'''

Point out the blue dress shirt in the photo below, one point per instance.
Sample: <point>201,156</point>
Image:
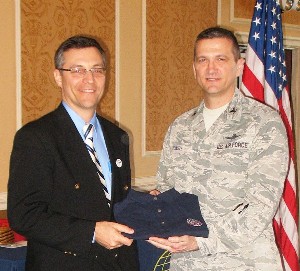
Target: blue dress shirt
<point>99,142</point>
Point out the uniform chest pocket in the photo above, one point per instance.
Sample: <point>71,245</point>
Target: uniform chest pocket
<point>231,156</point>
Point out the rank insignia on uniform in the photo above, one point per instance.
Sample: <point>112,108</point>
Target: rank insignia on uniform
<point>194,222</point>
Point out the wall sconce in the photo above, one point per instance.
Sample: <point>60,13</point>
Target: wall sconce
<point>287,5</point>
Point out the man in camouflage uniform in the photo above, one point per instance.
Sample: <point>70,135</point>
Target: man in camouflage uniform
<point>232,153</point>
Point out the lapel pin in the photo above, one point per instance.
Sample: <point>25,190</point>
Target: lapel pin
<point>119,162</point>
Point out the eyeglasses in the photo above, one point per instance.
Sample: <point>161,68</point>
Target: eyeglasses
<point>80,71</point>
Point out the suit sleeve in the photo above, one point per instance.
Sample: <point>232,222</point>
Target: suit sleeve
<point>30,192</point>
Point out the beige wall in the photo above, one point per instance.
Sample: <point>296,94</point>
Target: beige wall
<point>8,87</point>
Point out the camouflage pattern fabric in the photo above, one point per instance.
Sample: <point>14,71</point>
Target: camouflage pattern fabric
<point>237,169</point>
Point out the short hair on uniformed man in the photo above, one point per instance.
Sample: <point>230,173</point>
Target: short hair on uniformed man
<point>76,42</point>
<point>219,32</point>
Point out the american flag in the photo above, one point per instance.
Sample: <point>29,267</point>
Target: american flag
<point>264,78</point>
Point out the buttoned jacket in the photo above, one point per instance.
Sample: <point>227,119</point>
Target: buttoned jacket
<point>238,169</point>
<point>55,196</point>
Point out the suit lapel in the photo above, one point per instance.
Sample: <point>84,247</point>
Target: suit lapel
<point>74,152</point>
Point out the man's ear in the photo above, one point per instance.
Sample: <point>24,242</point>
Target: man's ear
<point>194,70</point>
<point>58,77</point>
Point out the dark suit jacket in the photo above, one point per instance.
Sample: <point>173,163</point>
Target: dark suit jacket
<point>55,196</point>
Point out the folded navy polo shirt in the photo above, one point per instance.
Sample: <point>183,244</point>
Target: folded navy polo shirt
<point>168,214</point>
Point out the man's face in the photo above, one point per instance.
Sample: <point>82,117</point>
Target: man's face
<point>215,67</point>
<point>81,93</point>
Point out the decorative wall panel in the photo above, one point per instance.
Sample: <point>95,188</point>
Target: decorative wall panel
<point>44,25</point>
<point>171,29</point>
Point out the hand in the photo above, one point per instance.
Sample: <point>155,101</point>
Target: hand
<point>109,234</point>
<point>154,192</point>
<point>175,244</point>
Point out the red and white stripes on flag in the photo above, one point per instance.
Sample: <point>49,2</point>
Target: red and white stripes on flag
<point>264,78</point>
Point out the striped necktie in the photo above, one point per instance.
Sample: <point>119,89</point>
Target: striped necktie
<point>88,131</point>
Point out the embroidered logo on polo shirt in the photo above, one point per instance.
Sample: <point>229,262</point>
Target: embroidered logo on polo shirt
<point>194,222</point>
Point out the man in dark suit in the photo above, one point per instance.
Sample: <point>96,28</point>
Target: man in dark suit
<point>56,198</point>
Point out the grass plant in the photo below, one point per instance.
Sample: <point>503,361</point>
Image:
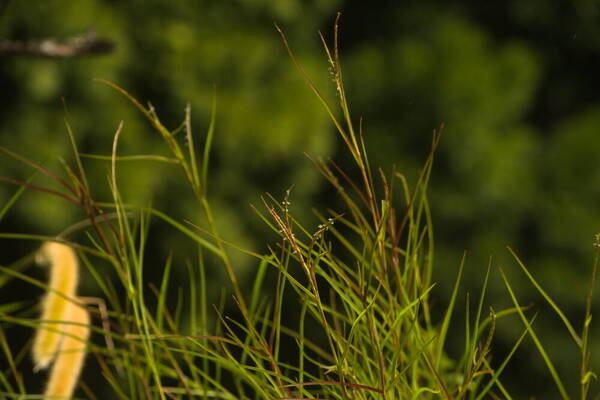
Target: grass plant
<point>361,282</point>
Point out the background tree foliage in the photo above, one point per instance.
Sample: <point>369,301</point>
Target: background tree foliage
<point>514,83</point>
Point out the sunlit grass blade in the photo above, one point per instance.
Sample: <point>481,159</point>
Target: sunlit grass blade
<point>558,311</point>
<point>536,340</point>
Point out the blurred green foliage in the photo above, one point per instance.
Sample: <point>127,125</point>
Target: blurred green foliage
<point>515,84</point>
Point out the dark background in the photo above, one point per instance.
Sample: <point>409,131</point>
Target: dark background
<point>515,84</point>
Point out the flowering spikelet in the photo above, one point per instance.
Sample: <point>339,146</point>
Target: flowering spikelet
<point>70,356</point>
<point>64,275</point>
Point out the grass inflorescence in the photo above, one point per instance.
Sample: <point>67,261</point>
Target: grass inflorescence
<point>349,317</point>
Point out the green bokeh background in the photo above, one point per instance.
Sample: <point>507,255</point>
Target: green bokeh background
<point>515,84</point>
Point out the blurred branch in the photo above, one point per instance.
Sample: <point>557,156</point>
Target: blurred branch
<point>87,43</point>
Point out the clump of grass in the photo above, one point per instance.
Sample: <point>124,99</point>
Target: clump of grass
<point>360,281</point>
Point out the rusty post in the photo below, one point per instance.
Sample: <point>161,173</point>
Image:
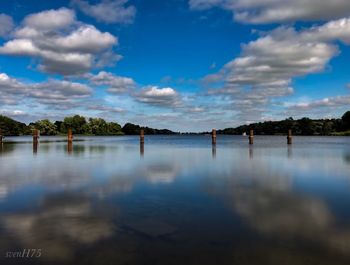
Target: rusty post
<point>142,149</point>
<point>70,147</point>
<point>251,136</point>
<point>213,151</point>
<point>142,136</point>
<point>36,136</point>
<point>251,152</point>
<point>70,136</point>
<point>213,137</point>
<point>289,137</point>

'''
'''

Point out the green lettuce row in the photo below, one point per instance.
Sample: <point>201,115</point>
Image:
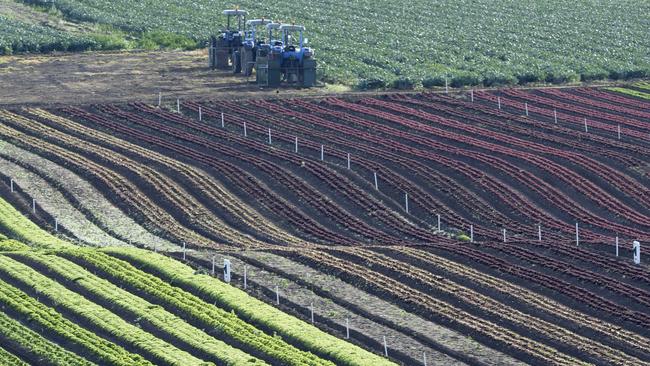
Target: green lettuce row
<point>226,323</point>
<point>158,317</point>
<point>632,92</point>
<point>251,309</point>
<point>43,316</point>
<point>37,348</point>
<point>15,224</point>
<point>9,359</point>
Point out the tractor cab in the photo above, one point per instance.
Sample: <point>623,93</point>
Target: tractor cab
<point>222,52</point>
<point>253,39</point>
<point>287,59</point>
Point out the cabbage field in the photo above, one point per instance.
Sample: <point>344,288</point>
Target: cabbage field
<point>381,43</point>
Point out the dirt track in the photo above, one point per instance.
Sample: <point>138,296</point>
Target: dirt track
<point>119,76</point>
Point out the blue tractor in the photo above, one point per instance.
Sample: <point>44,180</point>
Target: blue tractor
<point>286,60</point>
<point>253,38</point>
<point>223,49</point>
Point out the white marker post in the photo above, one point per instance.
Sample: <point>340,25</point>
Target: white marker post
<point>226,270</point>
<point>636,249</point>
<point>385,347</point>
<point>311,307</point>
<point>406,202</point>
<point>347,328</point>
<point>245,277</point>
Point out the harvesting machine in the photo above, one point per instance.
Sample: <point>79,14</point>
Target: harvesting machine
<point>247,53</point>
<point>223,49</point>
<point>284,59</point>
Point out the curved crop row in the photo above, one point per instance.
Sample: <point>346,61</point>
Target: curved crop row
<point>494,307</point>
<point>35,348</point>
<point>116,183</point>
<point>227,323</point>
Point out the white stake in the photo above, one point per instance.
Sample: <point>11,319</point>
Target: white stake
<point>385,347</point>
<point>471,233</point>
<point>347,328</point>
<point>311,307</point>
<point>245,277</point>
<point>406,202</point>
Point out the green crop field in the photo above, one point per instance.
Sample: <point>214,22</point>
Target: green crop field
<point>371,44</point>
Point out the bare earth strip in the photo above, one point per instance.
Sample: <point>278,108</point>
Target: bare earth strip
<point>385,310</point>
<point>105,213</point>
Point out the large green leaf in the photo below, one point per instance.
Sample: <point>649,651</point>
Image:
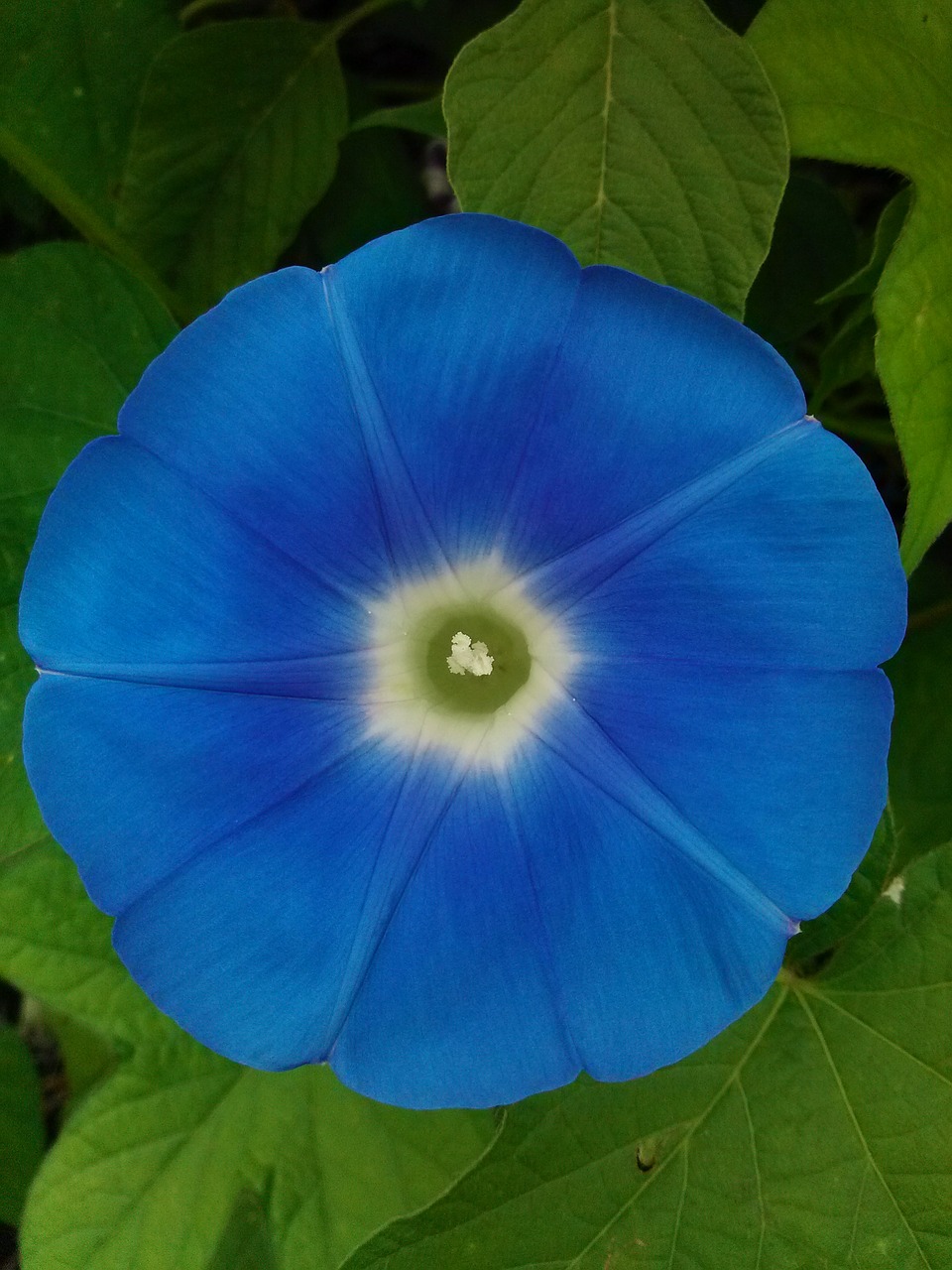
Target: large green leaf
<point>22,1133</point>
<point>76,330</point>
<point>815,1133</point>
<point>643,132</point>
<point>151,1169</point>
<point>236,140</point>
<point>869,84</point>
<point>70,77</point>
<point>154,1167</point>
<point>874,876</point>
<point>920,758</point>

'''

**Required task**
Rewrite the data above as a JSON list of strings, with one string for each line. Cover only the span from the line containing "Point out the dirt" up to and including the line containing "<point>284,59</point>", and leave out any blank lines.

**Output for this task**
[
  "Point out the dirt track in the photo above, one point per instance.",
  "Sample: <point>138,296</point>",
  "Target: dirt track",
  "<point>119,76</point>",
  "Point out the blue tractor in the photo above, one point per instance.",
  "Sample: <point>44,180</point>",
  "Target: blue tractor",
  "<point>286,60</point>",
  "<point>253,38</point>",
  "<point>223,49</point>",
  "Point out the white marker post in the photo above, one point per instance.",
  "Sample: <point>340,25</point>",
  "Target: white marker post",
  "<point>226,270</point>",
  "<point>636,249</point>",
  "<point>385,347</point>",
  "<point>311,307</point>",
  "<point>406,202</point>",
  "<point>347,328</point>",
  "<point>245,277</point>",
  "Point out the harvesting machine in the photo above, one point per instance.",
  "Sample: <point>79,14</point>",
  "Target: harvesting machine",
  "<point>247,53</point>",
  "<point>223,49</point>",
  "<point>284,59</point>"
]